■ **What to work on**: Transcribe the part of the baseball streaming discussion below between "For MLS the" and "https://www.nytimes.com/athletic/5933299/2024/11/19/mlb-plan...", inclusive, word for word.

My preference would be for them to pull back to a whole-stadium view and just let the ballpark sounds play. The stuff the MLB inserts is all pretty bad.
The post you replied to included this:
> I read that part of baseball's decline from the premiere American sport was due to its outdated revenue model (strict reliance on ticket sales). The NFL in 80s really embraced TV and reached more fans and here we are. MLB has been recently way ahead of the curve on streaming (MLB.tv, AWS StatCast etc).
I'm _hoping_ (although numbers don't seem to be showing it as a huge success as of yet) is that the Apple-MLS deal works well enough that other leagues are at least open to the idea of a no-blackout, all-inclusive package.
College football is going the same way with ESPN and FOX properties on cable/streaming but also needing Peacock, Paramount+ and I think AppleTV next season.
For MLS the deal has been pretty good I think. Mainly because everything is all in one place.
If you can get along with audio only, Sirius has a subscription that includes every MLB game.
My understanding of the issue is that MLB sold off the TV rights to local games years ago to the RSN (Regional Sports Networks) and the contracts have yet to expire. Rumor has it that around 2028 or so, they will try to rein them back in.
https://www.nytimes.com/athletic/5933299/2024/11/19/mlb-plan...
I also think it has a huge negative impact on youth interest in baseball. I personally got into baseball as a kid because my father would do the same - get home from work and turn on the game because it was on OTA TV. How are you getting kids interested in the sport if they can't even watch because the parents don't want to fork over that cost? Huge ripple effect. The RSN's which typically carry a vast majority of local baseball games (mlb.tv is blacked out for local markets) bet big on streaming and lost a ton of money[1]. They, in turn, attempted to gouge the remaining dedicated fans at an inflated cost. I already pay $82/month for YoutubeTv. If it's not on there, I just won't watch - in turn, I also go to the ballpark less and really don't keep up with the local team at all.

■ **Data records**:
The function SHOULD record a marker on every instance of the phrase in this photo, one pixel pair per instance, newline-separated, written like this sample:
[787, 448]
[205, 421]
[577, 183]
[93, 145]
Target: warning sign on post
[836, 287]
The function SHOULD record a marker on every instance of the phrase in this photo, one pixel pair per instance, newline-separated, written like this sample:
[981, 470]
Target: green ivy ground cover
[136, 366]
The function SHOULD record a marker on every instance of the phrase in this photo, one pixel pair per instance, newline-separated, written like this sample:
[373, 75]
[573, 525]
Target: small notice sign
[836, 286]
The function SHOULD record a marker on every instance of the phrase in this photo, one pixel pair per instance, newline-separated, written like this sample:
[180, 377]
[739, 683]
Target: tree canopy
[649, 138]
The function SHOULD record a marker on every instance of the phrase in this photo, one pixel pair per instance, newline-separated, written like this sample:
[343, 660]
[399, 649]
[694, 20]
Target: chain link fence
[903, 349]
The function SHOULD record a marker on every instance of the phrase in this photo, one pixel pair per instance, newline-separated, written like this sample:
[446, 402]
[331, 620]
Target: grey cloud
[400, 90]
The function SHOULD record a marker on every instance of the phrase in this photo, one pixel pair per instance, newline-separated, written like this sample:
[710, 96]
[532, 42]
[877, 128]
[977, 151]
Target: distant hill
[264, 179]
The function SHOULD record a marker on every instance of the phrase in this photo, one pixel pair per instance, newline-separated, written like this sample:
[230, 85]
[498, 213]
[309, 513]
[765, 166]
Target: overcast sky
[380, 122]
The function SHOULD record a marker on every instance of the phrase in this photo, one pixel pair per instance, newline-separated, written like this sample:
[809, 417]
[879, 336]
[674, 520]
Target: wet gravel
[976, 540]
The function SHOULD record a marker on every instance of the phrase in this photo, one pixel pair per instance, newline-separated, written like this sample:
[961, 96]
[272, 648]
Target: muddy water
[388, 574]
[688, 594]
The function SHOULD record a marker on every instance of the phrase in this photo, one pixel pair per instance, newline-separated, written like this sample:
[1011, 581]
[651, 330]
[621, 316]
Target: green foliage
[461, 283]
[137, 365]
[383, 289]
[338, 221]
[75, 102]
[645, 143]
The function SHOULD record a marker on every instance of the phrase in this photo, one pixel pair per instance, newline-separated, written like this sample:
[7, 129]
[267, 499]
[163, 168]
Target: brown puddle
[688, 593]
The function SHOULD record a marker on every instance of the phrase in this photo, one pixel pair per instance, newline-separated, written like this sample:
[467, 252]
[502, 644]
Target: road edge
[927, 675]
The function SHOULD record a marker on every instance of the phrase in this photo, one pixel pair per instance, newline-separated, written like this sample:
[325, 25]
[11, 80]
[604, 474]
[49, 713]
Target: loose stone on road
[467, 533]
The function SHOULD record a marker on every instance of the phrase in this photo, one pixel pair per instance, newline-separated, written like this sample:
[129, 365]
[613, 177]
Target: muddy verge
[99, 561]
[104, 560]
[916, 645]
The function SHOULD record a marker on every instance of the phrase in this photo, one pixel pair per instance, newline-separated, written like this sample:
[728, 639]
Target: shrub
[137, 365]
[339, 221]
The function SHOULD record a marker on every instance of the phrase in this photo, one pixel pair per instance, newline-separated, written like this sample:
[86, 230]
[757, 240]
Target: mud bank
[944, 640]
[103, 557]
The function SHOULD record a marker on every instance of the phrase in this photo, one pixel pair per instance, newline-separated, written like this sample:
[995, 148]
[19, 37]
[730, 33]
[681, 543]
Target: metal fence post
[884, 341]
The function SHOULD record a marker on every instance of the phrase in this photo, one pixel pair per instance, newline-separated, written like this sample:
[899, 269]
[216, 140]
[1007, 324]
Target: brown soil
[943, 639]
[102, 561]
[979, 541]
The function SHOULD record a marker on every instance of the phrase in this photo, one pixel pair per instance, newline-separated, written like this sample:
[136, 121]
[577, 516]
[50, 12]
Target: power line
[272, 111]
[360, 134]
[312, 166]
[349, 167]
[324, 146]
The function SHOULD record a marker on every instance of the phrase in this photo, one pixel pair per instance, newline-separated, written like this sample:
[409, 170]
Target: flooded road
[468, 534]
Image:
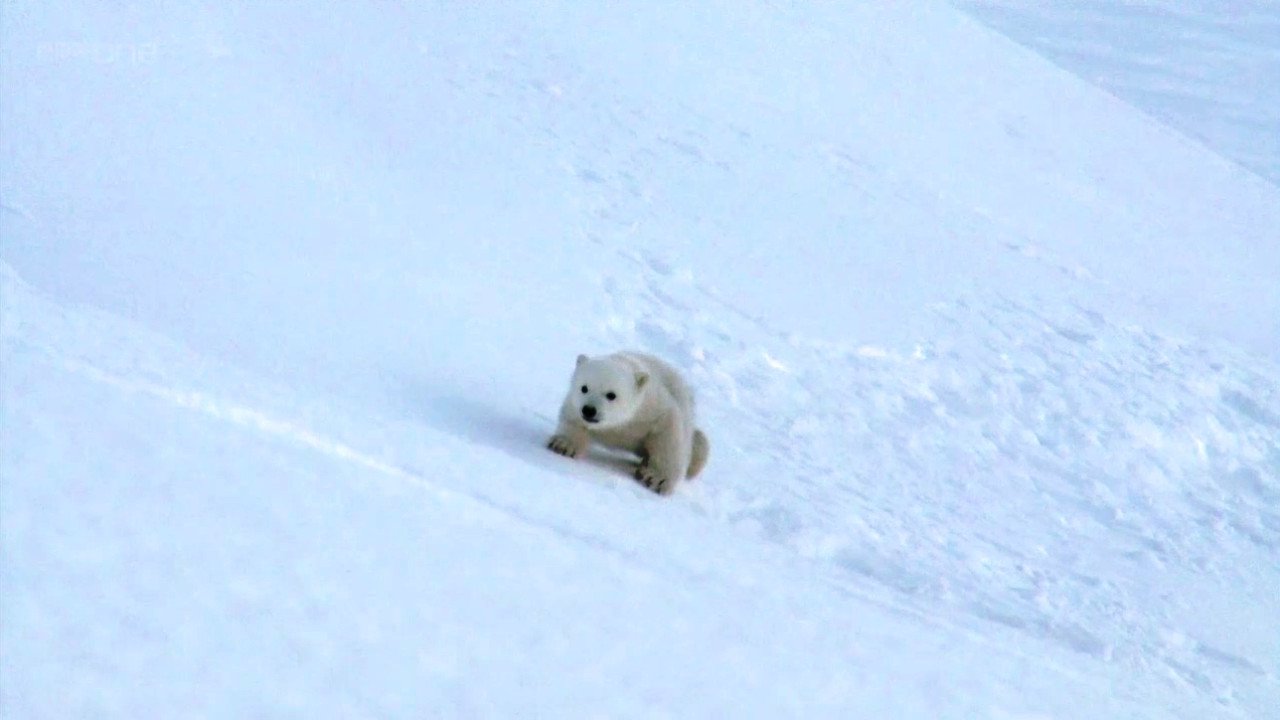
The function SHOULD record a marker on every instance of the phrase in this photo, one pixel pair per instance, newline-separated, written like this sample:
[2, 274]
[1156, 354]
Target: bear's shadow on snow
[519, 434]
==
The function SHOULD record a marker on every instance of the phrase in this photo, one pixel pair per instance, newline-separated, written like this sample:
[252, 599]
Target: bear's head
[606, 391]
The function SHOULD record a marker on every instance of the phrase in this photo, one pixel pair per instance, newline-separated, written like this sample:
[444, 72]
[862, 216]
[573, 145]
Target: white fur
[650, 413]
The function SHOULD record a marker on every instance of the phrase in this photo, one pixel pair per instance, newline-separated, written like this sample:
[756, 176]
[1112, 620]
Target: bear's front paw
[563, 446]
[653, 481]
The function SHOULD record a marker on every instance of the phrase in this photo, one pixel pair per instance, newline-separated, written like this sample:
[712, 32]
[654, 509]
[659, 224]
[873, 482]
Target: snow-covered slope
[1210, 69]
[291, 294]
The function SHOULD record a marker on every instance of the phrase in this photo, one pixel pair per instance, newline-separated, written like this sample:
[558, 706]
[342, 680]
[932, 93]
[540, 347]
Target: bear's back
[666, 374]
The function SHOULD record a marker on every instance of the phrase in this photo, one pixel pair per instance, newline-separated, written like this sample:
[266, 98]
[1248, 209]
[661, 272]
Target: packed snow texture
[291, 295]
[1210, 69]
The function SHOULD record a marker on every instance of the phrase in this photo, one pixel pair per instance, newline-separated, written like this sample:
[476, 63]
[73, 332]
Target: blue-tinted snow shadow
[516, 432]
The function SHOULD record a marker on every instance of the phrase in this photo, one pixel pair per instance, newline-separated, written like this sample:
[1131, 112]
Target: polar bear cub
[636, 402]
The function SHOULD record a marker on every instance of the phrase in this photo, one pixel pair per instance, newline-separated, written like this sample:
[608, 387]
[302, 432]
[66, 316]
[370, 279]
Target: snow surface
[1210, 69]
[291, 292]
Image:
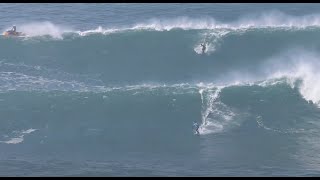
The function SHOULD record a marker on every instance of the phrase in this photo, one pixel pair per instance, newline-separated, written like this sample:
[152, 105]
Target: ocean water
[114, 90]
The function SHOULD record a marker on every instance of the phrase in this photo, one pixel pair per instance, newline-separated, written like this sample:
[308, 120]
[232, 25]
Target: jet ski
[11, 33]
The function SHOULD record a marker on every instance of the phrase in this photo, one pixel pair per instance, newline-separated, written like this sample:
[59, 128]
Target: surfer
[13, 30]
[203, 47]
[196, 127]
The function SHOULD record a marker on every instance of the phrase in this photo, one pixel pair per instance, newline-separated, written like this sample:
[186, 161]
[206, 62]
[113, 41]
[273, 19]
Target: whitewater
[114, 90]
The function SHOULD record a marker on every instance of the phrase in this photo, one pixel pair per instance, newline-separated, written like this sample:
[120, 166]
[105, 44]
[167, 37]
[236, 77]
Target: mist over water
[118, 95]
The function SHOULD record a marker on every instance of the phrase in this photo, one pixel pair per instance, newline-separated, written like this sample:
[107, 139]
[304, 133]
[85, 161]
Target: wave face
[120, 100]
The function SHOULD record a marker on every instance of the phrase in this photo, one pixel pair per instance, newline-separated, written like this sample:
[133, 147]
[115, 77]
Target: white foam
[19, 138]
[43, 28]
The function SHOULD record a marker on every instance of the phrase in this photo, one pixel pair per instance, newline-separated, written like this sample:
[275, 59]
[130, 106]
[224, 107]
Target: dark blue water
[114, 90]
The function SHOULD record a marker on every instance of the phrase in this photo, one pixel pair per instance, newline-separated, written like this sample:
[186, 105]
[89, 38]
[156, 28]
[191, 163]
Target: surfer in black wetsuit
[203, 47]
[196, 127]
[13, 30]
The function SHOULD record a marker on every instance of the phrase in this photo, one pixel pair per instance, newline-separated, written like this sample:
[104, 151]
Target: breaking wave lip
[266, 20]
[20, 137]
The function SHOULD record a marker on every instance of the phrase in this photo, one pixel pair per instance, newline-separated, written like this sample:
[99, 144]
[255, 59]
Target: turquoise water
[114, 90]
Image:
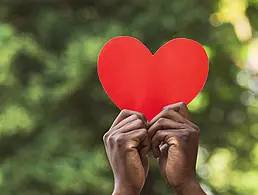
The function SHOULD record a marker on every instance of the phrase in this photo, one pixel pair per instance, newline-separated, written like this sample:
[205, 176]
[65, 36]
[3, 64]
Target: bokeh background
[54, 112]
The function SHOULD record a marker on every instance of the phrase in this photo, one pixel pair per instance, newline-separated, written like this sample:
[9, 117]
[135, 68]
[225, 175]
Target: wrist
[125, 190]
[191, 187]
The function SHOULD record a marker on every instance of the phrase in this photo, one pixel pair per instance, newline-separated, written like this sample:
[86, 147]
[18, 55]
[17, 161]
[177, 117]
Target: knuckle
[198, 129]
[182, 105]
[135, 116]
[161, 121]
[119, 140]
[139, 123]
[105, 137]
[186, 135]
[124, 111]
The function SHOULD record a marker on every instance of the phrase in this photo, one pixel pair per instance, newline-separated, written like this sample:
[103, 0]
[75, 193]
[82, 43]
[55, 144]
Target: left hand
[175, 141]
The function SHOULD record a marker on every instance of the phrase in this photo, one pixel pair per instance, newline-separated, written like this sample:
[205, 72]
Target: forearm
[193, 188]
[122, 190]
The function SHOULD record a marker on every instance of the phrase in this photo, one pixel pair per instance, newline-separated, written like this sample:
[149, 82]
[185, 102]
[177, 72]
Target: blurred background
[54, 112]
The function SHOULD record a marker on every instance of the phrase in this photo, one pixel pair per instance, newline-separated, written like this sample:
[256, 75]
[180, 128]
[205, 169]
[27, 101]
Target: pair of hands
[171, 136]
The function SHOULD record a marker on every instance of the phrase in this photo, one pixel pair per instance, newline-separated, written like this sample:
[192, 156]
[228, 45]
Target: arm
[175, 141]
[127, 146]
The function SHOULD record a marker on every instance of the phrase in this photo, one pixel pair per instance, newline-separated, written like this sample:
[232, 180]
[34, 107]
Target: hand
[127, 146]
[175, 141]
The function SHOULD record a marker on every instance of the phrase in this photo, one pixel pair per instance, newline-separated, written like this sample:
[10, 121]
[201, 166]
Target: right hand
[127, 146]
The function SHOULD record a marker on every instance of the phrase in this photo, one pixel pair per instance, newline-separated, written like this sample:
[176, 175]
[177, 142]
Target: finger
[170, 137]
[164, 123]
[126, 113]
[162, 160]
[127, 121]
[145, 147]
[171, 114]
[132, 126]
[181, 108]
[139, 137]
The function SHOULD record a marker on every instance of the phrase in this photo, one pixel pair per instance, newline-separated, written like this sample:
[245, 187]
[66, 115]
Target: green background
...
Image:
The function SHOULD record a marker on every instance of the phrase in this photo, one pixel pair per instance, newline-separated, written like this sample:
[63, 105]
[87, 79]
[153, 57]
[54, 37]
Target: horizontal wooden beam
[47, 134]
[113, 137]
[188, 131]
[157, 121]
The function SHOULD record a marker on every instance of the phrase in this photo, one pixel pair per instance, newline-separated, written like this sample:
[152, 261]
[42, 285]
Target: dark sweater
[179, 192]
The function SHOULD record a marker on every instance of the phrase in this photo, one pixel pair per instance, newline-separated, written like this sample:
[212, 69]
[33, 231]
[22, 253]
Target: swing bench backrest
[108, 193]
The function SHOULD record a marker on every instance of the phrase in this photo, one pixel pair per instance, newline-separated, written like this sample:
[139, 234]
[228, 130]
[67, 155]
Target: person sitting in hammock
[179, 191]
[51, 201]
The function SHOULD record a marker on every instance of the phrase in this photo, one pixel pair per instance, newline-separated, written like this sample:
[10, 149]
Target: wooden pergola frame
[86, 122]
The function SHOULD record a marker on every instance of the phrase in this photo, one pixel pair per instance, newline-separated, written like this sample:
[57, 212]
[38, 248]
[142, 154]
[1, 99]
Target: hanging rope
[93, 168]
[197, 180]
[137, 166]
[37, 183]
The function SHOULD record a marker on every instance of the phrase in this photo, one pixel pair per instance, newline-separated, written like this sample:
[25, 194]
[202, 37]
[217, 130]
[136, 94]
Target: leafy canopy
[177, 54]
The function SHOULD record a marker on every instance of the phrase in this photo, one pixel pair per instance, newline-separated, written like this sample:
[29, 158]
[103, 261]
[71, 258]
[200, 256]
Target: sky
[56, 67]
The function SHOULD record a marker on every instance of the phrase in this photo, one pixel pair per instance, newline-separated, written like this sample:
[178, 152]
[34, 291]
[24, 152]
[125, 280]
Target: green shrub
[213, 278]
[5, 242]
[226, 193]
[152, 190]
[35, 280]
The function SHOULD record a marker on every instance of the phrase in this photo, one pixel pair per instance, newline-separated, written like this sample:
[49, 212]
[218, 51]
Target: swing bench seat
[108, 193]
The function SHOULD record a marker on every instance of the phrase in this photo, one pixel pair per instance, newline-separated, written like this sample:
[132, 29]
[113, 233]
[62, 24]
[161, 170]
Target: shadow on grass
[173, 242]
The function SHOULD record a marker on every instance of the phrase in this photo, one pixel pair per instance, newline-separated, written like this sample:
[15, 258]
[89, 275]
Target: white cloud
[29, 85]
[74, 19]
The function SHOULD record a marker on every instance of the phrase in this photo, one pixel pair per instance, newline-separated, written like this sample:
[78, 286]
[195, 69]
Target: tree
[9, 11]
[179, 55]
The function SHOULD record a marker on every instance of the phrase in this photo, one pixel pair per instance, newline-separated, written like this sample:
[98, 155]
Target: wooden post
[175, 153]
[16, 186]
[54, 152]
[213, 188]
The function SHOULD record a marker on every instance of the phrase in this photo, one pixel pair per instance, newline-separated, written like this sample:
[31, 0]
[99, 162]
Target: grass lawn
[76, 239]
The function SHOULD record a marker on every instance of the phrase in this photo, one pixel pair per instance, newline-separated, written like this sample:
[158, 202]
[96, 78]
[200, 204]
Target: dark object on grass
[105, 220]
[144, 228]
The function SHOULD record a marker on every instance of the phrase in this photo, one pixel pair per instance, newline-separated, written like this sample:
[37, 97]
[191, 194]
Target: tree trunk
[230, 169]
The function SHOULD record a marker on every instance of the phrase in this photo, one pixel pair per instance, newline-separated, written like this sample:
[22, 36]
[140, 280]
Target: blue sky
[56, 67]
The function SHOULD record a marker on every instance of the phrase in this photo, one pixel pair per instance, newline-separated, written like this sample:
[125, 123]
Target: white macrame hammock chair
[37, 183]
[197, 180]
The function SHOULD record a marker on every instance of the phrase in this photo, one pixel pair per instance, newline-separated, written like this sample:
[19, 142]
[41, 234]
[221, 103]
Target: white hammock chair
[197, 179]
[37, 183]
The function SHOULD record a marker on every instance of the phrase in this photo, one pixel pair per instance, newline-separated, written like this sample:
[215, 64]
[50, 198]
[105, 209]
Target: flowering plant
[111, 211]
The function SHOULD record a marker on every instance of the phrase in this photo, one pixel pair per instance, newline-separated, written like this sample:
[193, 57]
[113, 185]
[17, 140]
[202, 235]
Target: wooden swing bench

■ **Correct result**:
For MLS the deal has been pretty good I think. Mainly because everything is all in one place.
If you can get along with audio only, Sirius has a subscription that includes every MLB game.
My understanding of the issue is that MLB sold off the TV rights to local games years ago to the RSN (Regional Sports Networks) and the contracts have yet to expire. Rumor has it that around 2028 or so, they will try to rein them back in.
https://www.nytimes.com/athletic/5933299/2024/11/19/mlb-plan...